#### [Exercise objective]
Read the data and repeat all of it exactly.
___ Given data ___
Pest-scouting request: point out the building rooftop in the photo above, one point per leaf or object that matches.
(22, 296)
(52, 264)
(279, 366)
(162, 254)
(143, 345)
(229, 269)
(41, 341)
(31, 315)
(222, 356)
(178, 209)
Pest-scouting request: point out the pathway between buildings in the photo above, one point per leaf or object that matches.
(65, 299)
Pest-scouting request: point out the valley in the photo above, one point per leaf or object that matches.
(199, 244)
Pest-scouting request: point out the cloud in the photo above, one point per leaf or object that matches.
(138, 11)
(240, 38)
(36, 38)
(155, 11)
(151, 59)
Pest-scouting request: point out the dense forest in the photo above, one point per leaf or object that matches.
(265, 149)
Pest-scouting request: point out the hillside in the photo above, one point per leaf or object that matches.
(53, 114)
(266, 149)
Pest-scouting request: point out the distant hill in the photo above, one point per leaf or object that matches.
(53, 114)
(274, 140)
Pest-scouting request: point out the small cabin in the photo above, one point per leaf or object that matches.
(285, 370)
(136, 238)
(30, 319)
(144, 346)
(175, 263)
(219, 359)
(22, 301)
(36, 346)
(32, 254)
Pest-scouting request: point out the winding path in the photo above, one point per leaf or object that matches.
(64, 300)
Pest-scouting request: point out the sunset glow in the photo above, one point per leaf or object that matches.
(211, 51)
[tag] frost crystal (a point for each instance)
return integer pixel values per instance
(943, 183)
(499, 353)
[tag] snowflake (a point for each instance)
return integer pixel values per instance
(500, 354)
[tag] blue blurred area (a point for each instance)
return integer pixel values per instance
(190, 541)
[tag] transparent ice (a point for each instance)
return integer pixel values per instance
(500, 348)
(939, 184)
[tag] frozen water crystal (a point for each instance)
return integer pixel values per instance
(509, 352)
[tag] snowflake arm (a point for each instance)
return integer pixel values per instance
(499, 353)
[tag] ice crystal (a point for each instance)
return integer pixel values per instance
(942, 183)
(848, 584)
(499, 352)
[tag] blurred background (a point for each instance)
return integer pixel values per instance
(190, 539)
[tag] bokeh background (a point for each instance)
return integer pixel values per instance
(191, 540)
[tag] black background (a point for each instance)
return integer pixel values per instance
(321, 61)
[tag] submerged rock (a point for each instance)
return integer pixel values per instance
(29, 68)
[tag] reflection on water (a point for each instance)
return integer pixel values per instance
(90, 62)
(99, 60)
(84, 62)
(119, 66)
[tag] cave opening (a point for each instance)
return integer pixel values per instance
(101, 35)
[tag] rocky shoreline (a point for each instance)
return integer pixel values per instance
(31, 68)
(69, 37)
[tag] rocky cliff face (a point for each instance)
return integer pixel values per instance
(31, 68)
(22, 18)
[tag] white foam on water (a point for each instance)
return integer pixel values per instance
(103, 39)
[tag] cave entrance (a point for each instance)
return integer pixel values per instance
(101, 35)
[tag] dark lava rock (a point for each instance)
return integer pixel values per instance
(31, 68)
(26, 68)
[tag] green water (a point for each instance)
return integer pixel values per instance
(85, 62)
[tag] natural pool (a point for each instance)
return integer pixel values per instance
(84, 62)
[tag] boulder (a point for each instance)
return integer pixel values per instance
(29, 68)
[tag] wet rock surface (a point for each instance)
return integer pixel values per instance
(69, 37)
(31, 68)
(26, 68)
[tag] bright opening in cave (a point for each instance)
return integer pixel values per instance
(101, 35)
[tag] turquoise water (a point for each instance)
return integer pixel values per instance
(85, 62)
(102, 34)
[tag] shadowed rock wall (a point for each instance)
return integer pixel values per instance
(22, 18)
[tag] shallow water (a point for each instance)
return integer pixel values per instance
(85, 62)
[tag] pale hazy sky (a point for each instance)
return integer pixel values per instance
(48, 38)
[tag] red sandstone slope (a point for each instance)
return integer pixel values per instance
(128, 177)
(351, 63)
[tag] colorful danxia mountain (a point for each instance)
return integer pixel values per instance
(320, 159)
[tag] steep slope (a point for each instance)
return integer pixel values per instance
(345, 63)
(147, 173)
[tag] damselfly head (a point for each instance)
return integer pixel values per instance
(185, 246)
___
#### [Exercise answer]
Pest-scouting request: point out the building rooftop in the photo above, one point per leaf or object that matches.
(22, 296)
(52, 264)
(279, 366)
(162, 254)
(143, 345)
(229, 269)
(41, 341)
(31, 315)
(222, 356)
(178, 209)
Pest-scouting request: point out the pathway between buildings in the photo above, one point per leaf or object that matches.
(65, 299)
Pest-scouting request: point out the valley in the photo above, one point per leaf or object that matches.
(199, 244)
Pest-scouting request: point out the cloud in the photo above, one point per leaf or object that matches.
(138, 11)
(240, 38)
(36, 38)
(155, 11)
(151, 59)
Pest-scouting request: point out the dense forest in the photo above, one point per leaf or object that matches.
(265, 149)
Pest-scouting request: point out the hillside in the photo above, one point per leaf or object that matches.
(53, 114)
(266, 149)
Pest-scouting request: point out the distant hill in the photo above, one point per leaf or object that matches.
(53, 114)
(274, 140)
Pest-scouting request: point out the small cabin in the photo above, one point per leaf or object that matches.
(285, 370)
(136, 238)
(30, 319)
(144, 346)
(175, 263)
(219, 359)
(22, 301)
(36, 346)
(32, 254)
Pest-scouting request: point out the winding path in the photo above, one point per leaf or object that matches.
(64, 300)
Pest-scouting request: point out the sunset glow in the photo above, one point per leaf or object that matches.
(211, 51)
[tag] frost crystal (a point for each instance)
return integer pixel values per instance
(943, 183)
(499, 353)
[tag] snowflake (a point for each instance)
return integer pixel values per instance
(500, 354)
[tag] blue blurred area (a point for each instance)
return integer pixel values per instance
(190, 541)
[tag] transparent ice (a point for each instance)
return integer pixel values per instance
(500, 348)
(939, 184)
[tag] frozen water crystal (a point for each instance)
return integer pixel values per instance
(509, 352)
[tag] snowflake arm (a point for each instance)
return integer pixel values per instance
(499, 353)
[tag] ice crystal (a point for each instance)
return integer pixel values per instance
(942, 183)
(848, 584)
(499, 352)
[tag] blurred background (a point for each instance)
return integer pixel values per instance
(190, 539)
[tag] bokeh background (a point for each instance)
return integer pixel values per instance
(191, 540)
[tag] black background (a point for each instance)
return integer pixel values per instance
(321, 61)
[tag] submerged rock (a point for each instance)
return integer pixel values per instance
(29, 68)
[tag] reflection on water (a point for each instance)
return integer pixel values per instance
(90, 62)
(99, 60)
(84, 62)
(119, 66)
[tag] cave opening (a point for each instance)
return integer pixel values per instance
(101, 35)
[tag] rocky shoreline (a point for each instance)
return integer pixel values per instance
(31, 68)
(69, 37)
[tag] rocky cliff face (a point for each instance)
return integer pixel values per instance
(31, 68)
(22, 18)
[tag] white foam on water (a point for each instance)
return integer pixel values per instance
(103, 39)
[tag] cave entrance (a point for each instance)
return integer pixel values per instance
(101, 35)
[tag] dark lava rock (a point for each instance)
return integer pixel values per instance
(31, 68)
(26, 68)
[tag] green water (a point for each instance)
return integer pixel values per instance
(85, 62)
[tag] natural pool (a point for each instance)
return integer pixel values per instance
(84, 62)
[tag] boulder (a point for each instance)
return integer pixel values per instance
(29, 68)
[tag] wet rock surface (a point for each instance)
return integer pixel values per instance
(69, 37)
(31, 68)
(26, 68)
[tag] bright opening in cave (a point for each instance)
return integer pixel values per instance
(101, 35)
[tag] turquoise water (a point for each instance)
return integer pixel values per instance
(85, 62)
(102, 34)
[tag] shadowed rock wall (a point for each instance)
return integer pixel values per instance
(22, 18)
[tag] shallow water (a point for each instance)
return integer pixel values per instance
(85, 62)
[tag] pale hazy sky (a point for each instance)
return integer pixel values per instance
(48, 38)
[tag] red sandstone slope (a point for each instance)
return integer pixel values per instance
(128, 177)
(351, 63)
[tag] colorful danxia mountain (a point for each instance)
return integer pixel values per instance
(320, 159)
[tag] steep slope (a point for each instance)
return integer pixel values per instance
(345, 63)
(147, 173)
[tag] damselfly head (a point for each instance)
return integer pixel values per instance
(185, 246)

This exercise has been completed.